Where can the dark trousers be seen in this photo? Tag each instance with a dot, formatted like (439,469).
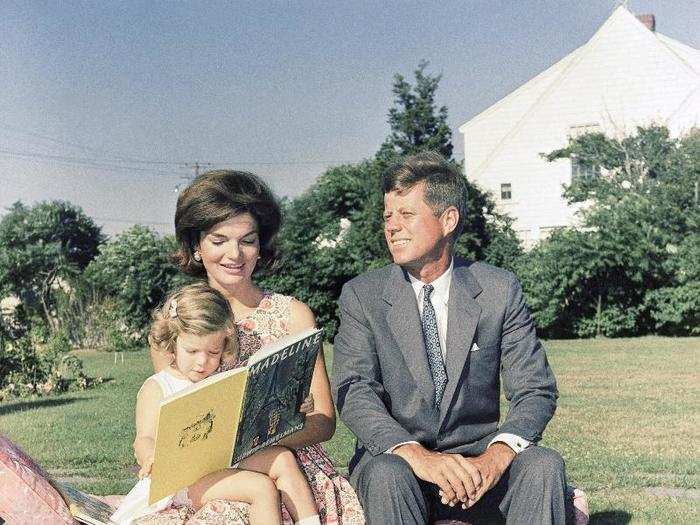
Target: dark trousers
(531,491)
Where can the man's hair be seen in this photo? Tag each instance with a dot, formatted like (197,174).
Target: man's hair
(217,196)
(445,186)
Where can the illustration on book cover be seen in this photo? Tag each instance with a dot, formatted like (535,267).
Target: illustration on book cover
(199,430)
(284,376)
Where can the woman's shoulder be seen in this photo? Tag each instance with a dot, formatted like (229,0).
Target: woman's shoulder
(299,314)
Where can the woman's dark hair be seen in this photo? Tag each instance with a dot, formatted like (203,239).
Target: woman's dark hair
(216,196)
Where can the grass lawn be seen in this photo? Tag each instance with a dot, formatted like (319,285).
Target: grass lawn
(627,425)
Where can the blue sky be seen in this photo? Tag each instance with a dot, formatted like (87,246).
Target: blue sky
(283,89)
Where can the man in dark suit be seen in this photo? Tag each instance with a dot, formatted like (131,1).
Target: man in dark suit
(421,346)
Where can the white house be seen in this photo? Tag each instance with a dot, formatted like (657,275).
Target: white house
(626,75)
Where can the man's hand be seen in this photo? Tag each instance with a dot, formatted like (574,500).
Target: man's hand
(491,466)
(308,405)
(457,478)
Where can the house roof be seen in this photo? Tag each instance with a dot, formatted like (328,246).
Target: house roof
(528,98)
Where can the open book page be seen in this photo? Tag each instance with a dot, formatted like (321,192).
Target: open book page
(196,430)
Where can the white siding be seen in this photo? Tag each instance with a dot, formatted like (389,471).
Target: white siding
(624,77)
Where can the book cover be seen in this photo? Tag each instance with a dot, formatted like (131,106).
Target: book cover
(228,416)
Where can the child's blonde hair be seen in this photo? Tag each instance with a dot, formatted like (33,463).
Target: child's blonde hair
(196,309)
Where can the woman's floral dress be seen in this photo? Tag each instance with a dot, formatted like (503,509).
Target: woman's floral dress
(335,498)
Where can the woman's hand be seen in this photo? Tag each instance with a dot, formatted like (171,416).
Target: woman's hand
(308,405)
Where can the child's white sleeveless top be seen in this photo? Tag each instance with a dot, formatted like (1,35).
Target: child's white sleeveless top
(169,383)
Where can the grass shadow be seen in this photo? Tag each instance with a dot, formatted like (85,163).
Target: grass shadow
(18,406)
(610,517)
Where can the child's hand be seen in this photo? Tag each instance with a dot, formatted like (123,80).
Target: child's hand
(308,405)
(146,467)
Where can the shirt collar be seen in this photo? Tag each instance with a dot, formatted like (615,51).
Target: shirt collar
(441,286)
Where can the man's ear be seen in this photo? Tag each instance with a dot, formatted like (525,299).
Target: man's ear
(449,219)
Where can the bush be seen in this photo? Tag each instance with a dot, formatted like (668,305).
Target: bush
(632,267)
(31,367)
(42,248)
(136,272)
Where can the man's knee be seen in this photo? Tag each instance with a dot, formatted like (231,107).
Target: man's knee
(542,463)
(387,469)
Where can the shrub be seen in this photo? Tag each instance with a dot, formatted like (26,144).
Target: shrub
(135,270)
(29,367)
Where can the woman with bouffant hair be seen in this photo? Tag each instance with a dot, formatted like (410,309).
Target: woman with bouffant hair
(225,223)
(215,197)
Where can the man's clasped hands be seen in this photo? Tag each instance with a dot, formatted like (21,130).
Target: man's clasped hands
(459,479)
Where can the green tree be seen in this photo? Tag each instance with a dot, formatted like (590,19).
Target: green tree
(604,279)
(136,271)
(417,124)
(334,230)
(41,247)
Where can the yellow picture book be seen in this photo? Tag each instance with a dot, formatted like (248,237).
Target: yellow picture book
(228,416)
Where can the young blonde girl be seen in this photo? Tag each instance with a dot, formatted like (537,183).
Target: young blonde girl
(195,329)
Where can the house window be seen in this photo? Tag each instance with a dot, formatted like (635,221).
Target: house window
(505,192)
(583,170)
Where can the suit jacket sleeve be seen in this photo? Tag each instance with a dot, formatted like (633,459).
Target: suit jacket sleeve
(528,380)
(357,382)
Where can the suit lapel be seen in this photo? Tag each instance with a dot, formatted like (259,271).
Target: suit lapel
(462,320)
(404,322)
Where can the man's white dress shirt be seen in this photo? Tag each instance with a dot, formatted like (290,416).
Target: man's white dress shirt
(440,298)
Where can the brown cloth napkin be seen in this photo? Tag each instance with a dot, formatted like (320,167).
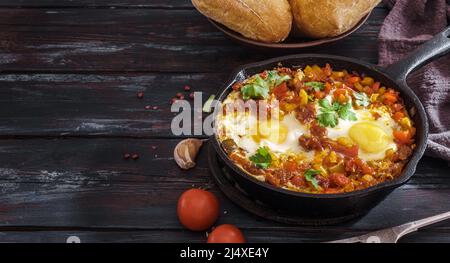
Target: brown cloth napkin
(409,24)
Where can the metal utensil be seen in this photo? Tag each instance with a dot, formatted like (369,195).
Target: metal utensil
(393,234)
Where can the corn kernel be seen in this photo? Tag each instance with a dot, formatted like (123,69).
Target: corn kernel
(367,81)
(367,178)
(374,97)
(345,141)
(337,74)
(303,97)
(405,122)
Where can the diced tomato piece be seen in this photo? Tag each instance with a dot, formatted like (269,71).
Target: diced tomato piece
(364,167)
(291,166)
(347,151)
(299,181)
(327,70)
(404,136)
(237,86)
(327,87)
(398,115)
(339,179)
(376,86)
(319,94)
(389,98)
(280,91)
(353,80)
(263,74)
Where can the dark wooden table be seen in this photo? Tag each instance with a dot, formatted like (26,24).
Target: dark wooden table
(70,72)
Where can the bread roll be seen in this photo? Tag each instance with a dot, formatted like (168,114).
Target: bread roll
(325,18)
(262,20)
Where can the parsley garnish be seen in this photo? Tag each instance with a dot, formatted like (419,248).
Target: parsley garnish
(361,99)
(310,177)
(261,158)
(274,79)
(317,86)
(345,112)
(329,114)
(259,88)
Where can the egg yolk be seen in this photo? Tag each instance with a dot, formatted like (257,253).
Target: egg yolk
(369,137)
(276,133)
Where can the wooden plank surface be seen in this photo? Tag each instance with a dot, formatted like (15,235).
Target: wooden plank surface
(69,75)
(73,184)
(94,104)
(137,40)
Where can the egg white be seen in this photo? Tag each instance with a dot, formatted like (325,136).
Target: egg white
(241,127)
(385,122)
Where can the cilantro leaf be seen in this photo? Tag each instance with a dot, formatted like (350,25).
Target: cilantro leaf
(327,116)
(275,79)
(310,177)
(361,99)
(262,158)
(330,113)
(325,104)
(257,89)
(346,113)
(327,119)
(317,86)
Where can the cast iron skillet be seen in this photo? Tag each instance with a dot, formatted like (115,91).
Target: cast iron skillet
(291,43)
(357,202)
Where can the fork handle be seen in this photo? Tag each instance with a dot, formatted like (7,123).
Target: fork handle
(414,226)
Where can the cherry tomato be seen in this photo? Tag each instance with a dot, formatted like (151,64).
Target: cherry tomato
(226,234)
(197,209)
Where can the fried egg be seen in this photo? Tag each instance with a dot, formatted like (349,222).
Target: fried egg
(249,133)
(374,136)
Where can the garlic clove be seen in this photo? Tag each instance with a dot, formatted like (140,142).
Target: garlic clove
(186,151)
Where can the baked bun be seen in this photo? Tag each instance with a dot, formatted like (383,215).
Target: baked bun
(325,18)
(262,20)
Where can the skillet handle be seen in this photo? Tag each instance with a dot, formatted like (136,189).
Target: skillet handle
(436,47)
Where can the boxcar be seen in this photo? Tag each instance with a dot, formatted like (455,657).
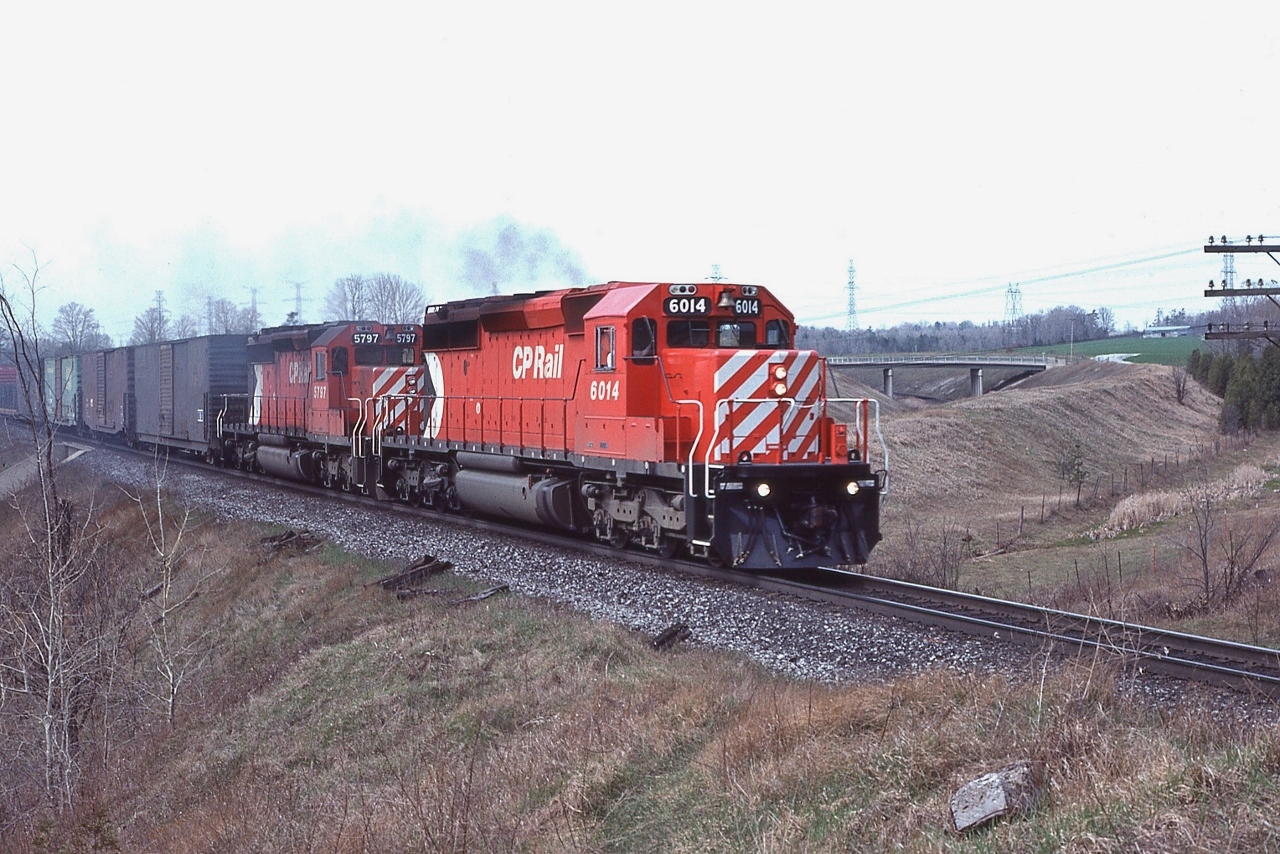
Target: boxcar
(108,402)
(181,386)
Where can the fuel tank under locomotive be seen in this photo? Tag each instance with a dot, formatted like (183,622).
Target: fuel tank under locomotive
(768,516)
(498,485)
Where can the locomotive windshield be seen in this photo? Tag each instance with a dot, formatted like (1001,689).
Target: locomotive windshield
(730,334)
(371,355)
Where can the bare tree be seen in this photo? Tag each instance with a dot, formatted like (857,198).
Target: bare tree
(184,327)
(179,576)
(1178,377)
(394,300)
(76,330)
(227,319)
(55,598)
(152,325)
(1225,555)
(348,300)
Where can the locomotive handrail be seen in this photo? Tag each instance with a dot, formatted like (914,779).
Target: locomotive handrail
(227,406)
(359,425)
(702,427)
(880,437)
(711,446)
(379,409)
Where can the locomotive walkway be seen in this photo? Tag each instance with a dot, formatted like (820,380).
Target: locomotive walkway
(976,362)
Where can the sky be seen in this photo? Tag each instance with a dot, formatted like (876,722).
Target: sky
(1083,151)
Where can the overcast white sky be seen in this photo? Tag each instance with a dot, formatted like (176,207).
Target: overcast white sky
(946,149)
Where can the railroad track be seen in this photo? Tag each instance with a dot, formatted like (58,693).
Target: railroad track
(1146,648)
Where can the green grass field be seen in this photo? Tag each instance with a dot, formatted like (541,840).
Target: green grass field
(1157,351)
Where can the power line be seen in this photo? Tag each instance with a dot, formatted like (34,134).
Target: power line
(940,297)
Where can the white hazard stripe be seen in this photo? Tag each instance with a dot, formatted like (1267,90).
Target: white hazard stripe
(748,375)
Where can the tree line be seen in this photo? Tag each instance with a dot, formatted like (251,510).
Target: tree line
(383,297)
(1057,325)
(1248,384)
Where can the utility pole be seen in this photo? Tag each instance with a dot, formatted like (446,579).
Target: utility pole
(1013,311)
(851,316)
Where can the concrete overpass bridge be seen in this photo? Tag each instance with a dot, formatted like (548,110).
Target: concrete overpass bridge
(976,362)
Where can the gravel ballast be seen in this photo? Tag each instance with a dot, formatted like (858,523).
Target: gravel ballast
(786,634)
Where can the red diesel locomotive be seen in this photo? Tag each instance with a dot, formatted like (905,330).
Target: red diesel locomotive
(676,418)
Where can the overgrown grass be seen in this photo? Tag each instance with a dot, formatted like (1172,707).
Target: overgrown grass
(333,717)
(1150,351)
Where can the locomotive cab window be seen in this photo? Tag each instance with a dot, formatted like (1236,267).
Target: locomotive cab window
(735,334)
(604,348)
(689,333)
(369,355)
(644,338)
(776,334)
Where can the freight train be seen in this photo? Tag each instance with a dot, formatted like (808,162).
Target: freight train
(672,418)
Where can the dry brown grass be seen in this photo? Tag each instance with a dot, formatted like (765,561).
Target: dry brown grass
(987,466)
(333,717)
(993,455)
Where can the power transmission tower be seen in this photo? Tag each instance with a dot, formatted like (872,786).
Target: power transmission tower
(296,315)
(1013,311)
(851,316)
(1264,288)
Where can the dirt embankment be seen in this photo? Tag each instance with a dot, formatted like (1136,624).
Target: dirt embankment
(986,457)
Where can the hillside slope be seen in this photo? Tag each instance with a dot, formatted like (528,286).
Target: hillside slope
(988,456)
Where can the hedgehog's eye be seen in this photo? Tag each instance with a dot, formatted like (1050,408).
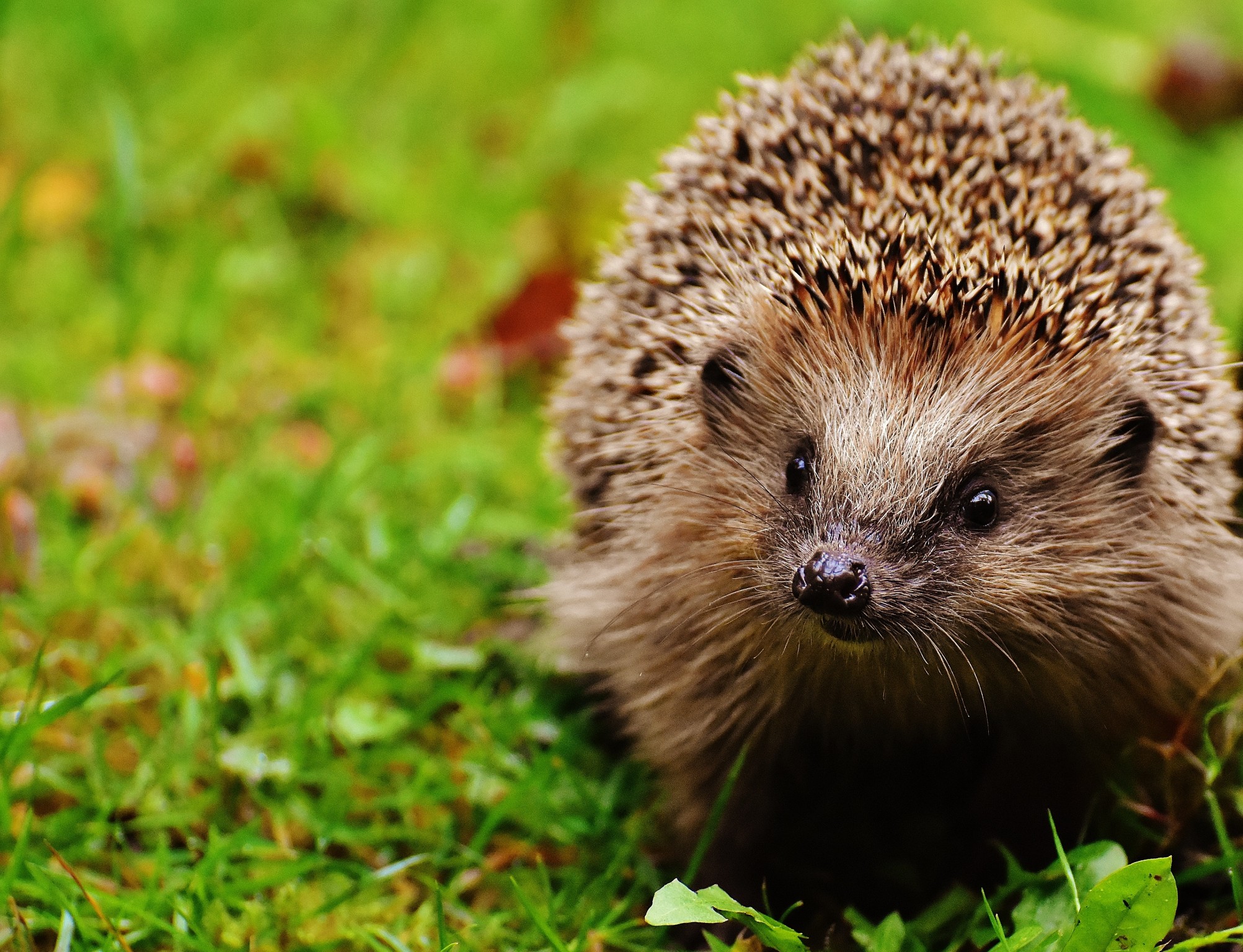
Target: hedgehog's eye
^^^^
> _TASK PROMPT_: Write out exactly the lines from the one containing "Where can the locomotive cab" to the last line of the records above, both included, and leave out any pictures.

> _ANSWER TO THE EXERCISE_:
Where can the locomotive cab window be seen in this photo? Tag each instance with a dot, formatted like (1236,267).
Target: locomotive cab window
(735,334)
(604,348)
(689,333)
(369,355)
(644,338)
(776,334)
Where can the freight train be seen in this photo? Tag each instance with a dot, formatted like (808,162).
Target: freight train
(672,418)
Where can the dry brown grass be seen in this photo? Tag each instance with a dot, formatted like (765,561).
Target: dry brown grass
(987,466)
(333,717)
(993,455)
Where can the power transmission tower be seen in this photo? Tag each instance with a dot, formatted like (872,786).
Target: power transmission tower
(296,315)
(1013,311)
(851,316)
(1264,288)
Where can the dirt embankment be seen in this photo? Tag each instance with a dot, formatted like (1136,624).
Target: dirt embankment
(986,457)
Where can the hillside slope be seen in this photo? Tag each instance with a dot, formatted like (528,286).
Target: hillside slope
(988,456)
Where can the hedgehog's eye be seen in this photo? Tag each instance with a dot, formatted like (1050,408).
Target: hedgehog's eye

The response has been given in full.